» Given instruction
Set out the lines of the items below, from the very first through the line that contains "[(177, 370), (448, 422), (248, 220)]", as a numbered list, omitting any blank lines.

» Exercise data
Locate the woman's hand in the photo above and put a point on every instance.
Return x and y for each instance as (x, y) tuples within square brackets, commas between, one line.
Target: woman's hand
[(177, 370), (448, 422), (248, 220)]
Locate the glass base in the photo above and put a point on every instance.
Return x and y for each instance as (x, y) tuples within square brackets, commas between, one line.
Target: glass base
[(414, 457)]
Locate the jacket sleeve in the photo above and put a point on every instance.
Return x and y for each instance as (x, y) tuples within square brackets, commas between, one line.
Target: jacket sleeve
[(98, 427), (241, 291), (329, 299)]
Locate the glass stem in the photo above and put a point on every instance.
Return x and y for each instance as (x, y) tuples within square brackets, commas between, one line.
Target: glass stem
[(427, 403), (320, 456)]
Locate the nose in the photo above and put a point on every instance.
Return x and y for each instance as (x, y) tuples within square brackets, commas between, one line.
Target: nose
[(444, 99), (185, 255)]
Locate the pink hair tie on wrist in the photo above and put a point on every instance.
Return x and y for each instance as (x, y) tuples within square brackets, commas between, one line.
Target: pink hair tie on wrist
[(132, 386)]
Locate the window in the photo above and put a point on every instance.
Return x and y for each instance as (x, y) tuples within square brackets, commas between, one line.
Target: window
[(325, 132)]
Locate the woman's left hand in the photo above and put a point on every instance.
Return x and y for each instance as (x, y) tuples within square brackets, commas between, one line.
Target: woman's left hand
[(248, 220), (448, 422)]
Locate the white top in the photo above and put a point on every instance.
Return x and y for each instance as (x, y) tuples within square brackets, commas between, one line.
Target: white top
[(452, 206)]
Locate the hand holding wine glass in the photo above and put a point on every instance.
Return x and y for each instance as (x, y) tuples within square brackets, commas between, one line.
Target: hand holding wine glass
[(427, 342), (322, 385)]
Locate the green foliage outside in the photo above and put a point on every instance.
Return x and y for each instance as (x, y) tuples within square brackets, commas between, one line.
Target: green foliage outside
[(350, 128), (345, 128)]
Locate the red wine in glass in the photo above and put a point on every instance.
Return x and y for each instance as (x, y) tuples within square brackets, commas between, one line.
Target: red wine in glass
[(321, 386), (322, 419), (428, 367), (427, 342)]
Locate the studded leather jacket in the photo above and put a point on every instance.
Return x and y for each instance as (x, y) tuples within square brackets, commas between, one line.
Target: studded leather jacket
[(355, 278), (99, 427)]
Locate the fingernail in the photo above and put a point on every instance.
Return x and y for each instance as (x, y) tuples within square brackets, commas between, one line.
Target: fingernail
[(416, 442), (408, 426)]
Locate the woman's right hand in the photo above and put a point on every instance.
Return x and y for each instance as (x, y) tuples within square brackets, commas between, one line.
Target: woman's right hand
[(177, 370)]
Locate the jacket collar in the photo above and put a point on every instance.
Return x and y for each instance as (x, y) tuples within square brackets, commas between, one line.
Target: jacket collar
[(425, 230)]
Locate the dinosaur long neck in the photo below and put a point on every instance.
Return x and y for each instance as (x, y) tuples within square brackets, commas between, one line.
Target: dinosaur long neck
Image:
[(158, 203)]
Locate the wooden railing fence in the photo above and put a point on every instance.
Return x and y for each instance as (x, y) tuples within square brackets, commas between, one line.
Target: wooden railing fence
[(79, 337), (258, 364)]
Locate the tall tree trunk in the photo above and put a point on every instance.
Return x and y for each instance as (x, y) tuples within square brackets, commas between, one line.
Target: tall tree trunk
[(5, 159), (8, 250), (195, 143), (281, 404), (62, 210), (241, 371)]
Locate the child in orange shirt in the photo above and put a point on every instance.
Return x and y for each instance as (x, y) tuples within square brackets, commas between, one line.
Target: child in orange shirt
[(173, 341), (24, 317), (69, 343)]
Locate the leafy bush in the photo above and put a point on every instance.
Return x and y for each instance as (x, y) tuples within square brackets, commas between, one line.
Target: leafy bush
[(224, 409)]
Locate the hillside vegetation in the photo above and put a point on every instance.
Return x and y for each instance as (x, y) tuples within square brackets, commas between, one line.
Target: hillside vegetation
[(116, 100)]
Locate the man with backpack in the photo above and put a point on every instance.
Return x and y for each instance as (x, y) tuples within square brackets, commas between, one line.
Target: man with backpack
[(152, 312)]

» Full output
1. Locate the woman's hand in the photo above and put a point on every instance.
2. Return x and y for each instance as (x, y) tuples within square brackets, commas between, one line.
3. Target: woman's hand
4. [(177, 370), (448, 422), (248, 220)]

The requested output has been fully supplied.